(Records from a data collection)
•••••
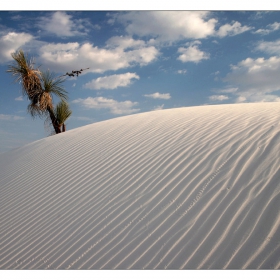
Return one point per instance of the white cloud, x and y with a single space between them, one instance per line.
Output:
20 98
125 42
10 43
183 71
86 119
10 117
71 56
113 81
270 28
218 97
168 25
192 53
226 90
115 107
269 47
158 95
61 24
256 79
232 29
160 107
•••••
AIM: Return the listing above unchanged, apart from dropping its pictures.

THE RESULT:
Return one point per instance of the white cloud, x and y with a single space between them, one instance per line.
Output:
20 98
125 42
10 43
183 71
86 119
10 117
71 56
113 81
270 28
218 97
168 25
192 53
226 90
115 107
269 47
158 95
61 24
256 79
232 29
160 107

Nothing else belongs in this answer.